Data excerpts ::

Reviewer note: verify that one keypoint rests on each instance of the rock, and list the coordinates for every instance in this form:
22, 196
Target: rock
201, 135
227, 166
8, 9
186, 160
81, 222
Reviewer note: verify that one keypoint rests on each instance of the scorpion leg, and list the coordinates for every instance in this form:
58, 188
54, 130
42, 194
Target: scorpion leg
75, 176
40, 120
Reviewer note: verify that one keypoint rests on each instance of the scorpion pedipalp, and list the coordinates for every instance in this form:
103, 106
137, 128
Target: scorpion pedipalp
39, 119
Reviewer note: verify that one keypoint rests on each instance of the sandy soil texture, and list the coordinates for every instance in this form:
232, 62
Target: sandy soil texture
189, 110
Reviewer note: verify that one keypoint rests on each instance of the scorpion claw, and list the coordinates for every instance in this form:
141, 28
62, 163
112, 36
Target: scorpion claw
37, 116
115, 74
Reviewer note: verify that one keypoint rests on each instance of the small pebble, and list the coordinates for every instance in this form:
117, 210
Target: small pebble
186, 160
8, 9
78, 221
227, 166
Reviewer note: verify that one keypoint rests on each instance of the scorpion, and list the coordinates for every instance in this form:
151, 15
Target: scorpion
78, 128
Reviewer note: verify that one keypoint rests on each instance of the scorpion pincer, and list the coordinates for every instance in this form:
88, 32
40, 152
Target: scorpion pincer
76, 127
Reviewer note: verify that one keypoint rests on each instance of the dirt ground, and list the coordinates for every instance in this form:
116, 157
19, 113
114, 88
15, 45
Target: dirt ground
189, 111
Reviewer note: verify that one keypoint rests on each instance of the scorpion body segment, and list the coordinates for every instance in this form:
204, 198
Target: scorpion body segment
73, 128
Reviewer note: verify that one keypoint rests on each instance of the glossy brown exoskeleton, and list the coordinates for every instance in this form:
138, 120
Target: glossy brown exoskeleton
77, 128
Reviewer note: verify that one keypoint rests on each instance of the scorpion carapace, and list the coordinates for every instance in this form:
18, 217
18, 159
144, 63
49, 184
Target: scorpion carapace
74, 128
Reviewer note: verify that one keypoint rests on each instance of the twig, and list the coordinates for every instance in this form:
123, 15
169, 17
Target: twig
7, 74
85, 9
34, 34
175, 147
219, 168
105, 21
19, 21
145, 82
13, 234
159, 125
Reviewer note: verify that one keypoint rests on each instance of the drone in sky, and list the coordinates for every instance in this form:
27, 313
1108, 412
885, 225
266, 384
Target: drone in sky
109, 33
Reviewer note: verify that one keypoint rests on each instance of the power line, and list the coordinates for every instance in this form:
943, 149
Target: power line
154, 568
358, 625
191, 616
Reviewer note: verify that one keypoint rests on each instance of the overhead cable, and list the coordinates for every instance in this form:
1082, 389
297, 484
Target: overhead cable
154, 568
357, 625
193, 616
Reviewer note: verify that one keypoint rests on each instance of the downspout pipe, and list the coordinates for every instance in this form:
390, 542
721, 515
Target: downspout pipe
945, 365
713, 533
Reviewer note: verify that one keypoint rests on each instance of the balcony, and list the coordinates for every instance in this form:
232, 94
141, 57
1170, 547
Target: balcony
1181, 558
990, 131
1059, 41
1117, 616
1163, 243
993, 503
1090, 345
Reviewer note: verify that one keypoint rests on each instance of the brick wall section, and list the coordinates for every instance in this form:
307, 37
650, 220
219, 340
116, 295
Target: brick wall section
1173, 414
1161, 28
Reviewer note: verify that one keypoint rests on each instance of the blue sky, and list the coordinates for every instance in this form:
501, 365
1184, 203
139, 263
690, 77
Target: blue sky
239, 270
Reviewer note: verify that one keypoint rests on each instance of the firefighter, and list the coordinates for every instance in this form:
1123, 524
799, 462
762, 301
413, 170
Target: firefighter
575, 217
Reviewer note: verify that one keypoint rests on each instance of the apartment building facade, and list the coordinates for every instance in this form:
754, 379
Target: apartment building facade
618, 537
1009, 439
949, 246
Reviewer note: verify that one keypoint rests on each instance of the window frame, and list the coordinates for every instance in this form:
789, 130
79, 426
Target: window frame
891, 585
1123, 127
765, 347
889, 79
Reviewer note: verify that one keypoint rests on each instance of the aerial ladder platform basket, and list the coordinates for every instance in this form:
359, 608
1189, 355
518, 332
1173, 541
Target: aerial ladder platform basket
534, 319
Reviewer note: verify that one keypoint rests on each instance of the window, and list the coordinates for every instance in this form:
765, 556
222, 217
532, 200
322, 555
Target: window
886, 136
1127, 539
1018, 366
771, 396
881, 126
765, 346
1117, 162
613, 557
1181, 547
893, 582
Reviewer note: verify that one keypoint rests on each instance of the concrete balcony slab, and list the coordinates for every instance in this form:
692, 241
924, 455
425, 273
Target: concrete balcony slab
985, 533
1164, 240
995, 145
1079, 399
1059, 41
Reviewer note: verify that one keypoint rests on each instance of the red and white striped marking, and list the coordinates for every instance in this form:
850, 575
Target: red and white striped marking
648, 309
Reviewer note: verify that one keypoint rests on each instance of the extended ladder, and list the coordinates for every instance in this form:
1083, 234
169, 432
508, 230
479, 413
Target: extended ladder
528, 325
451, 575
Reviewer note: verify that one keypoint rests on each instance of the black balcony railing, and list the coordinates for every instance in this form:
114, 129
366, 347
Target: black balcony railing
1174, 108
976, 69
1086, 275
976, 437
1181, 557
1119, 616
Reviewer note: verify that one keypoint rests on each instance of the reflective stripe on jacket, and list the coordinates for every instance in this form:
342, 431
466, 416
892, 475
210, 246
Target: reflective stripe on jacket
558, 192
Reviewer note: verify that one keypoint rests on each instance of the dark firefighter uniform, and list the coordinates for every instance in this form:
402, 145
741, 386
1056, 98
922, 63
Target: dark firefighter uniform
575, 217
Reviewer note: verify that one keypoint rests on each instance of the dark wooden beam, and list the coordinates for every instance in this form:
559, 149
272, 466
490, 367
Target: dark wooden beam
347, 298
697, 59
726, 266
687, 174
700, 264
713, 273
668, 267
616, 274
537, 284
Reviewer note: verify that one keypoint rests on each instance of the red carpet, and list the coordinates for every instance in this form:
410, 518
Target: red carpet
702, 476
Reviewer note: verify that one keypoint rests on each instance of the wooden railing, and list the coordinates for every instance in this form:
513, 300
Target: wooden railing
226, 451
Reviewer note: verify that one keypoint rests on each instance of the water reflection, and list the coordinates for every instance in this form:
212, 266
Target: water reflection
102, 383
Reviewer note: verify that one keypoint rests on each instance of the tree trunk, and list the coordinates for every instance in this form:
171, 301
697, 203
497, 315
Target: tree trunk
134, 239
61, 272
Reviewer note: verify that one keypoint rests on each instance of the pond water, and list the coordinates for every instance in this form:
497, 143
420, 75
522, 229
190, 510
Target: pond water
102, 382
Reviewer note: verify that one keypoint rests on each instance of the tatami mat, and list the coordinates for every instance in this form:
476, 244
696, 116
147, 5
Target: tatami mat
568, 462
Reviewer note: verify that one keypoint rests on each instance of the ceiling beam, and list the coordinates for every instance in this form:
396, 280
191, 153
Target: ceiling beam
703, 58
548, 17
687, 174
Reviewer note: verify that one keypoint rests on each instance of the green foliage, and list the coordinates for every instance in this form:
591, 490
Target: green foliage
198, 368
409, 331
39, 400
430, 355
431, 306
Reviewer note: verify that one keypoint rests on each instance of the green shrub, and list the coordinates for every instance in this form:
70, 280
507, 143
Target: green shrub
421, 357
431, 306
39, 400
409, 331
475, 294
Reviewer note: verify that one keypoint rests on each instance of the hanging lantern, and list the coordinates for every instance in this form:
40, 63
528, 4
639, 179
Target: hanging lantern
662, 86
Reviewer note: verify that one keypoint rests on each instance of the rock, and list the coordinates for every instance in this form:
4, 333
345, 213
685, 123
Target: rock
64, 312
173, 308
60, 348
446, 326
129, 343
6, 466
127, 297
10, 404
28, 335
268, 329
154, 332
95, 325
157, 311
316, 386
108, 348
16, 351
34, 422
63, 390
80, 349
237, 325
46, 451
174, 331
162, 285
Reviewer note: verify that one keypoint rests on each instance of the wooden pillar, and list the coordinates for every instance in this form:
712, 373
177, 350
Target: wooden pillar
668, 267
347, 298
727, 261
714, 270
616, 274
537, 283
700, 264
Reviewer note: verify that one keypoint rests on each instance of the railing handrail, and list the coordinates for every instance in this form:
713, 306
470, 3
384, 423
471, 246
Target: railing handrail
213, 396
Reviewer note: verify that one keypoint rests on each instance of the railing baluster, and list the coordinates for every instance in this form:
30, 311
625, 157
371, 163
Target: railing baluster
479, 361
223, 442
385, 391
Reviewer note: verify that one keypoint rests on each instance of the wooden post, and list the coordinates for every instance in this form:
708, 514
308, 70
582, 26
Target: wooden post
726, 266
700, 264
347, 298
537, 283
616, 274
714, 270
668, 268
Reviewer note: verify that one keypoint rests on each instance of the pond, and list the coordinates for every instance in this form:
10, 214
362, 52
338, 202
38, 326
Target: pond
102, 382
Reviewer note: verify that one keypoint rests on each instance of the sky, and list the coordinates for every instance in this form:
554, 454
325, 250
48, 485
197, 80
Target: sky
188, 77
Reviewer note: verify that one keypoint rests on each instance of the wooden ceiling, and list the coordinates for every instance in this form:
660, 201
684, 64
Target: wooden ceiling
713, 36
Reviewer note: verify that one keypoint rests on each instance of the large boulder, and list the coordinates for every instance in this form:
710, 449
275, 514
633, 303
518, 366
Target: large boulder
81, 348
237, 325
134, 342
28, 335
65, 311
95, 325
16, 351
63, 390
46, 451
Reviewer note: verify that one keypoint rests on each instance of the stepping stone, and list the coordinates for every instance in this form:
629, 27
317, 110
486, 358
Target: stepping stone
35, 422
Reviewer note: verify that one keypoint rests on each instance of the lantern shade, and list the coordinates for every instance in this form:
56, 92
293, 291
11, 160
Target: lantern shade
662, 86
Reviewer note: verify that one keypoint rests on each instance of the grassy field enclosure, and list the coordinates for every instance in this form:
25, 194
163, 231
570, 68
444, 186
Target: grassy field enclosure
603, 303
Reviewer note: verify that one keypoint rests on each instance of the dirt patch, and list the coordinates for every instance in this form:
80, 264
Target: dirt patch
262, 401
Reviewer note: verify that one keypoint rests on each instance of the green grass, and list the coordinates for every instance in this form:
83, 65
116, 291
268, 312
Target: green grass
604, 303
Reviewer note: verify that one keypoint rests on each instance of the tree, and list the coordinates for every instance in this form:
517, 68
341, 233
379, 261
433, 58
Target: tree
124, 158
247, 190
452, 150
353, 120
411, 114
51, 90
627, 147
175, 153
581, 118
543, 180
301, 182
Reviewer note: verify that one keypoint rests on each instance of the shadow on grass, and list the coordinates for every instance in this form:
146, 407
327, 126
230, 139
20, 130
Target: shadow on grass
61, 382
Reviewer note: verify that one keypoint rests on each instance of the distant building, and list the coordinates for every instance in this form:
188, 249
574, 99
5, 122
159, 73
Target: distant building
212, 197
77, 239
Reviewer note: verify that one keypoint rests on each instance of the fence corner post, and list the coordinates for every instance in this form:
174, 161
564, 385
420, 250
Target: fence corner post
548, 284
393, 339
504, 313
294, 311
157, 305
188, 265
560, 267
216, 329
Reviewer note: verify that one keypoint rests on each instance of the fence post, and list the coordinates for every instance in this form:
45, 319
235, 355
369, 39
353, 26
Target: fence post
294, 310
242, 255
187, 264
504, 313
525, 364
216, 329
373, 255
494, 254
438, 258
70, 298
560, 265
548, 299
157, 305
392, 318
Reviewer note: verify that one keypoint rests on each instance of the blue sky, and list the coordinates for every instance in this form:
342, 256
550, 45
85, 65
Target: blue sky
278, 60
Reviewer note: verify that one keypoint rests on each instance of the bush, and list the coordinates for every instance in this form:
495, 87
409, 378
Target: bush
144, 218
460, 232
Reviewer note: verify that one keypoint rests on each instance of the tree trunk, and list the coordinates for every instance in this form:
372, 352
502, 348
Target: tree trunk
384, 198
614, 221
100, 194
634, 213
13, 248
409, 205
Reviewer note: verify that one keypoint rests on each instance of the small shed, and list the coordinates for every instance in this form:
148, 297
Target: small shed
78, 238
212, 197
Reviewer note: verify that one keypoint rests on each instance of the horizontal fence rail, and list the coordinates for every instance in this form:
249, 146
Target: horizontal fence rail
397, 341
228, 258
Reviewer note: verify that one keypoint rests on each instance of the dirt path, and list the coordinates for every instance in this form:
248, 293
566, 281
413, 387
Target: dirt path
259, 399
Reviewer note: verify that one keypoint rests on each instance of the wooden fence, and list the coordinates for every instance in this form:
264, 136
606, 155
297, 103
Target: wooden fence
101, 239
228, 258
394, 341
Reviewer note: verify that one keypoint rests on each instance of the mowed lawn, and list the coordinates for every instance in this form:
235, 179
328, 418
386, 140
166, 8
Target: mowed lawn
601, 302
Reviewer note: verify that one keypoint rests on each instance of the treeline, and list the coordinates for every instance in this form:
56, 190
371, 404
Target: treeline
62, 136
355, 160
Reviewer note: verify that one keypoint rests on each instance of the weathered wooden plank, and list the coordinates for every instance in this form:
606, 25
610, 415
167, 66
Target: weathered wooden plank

WHAT YOU SHOULD DO :: Bring together each line above where the string "plank" turns up.

SOLVED EXERCISE ::
Reviewer note: verify that one keypoint rests on each instance of the weathered wooden plank, and list the coordinates for every instance in this form:
Target: weathered wooden plank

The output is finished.